● Given text
Rye St Antony School is an independent Catholic boarding and day school for girls aged 3 to 18 years and boys aged 3 to 11 years in Headington, Oxford, England. The school's name is commonly abbreviated and referred to by both pupils and staff as 'Rye'. Rye is unique as a girls' independent Catholic school founded by two women rather than by a religious order.

History
The school was founded by Elizabeth Rendall and Ivy King in 1930 after a visit to the Church of St Anthony in Rye, East Sussex.

There have been only six Headmistresses in Rye's history. In 1960, Miss Rendall died, and in 1963 the school became an educational trust with a Governing Body. Miss King continued as Headmistress until 1976 and, unfailing in her interest and encouragement, spent her retirement in a house in the school grounds until her death in 1993. Miss King's younger sister, Miss Gwen, joined the school in 1939 and faithfully served the school until her death in 2000 at the age of ninety-nine. Miss King’s successor as Headmistress was Patsy Sumpter who came to the school in 1959 and worked alongside Miss King in various posts before succeeding her as Headmistress from 1976 until 1990. Alison Jones was appointed as successor to Miss Sumpter, and the fifth Headmistress, Sarah Ryan, succeeded Miss Jones on Miss Jones's retirement in 2018 however, she stayed for just two years. Miss Joanne Croft is now acting head at the school.

● Information shown
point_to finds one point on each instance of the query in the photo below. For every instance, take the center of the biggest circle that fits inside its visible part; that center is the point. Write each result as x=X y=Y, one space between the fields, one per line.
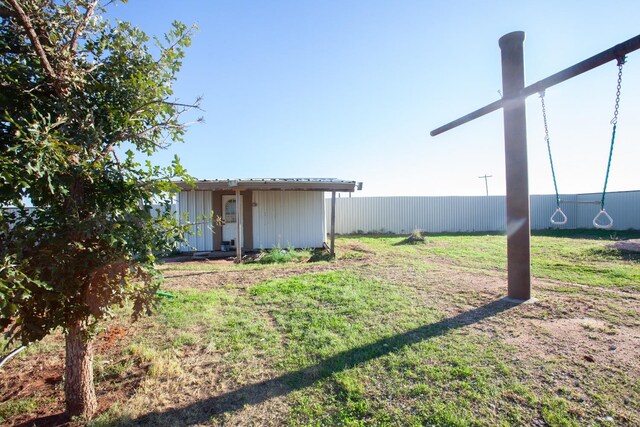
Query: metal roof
x=263 y=184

● Problems to work on
a) In the Rye St Antony School text, reproduce the stretch from "Rye St Antony" through "Rye, East Sussex.".
b) Translate this sentence from the Rye St Antony School text into French: "The school was founded by Elizabeth Rendall and Ivy King in 1930 after a visit to the Church of St Anthony in Rye, East Sussex."
c) Extend the text on Rye St Antony School, picking up after its final sentence.

● Per-task answers
a)
Rye St Antony School is an independent Catholic boarding and day school for girls aged 3 to 18 years and boys aged 3 to 11 years in Headington, Oxford, England. The school's name is commonly abbreviated and referred to by both pupils and staff as 'Rye'. Rye is unique as a girls' independent Catholic school founded by two women rather than by a religious order.

History
The school was founded by Elizabeth Rendall and Ivy King in 1930 after a visit to the Church of St Anthony in Rye, East Sussex.

b) L'école a été fondée par Elizabeth Rendall et Ivy King en 1930 après une visite à l'église Saint-Antoine de Rye, dans l'East Sussex.

c)
The school was first situated in central Oxford before moving to its present site of  in Headington in 1939. The school grounds include a Victorian house built by Alfred Waterhouse, the Architect that designed The Natural History Museum, both in Oxford and London.

A new high specification Performing Arts centre was opened in February 2005. The school also opened a new Sports Centre (the Morton Sports Centre) in 2008 and renovated the Sixth Form Centre and Boarding house in 2010.

The school was rated "outstanding" in all aspects during their recent 2017 ISI inspection.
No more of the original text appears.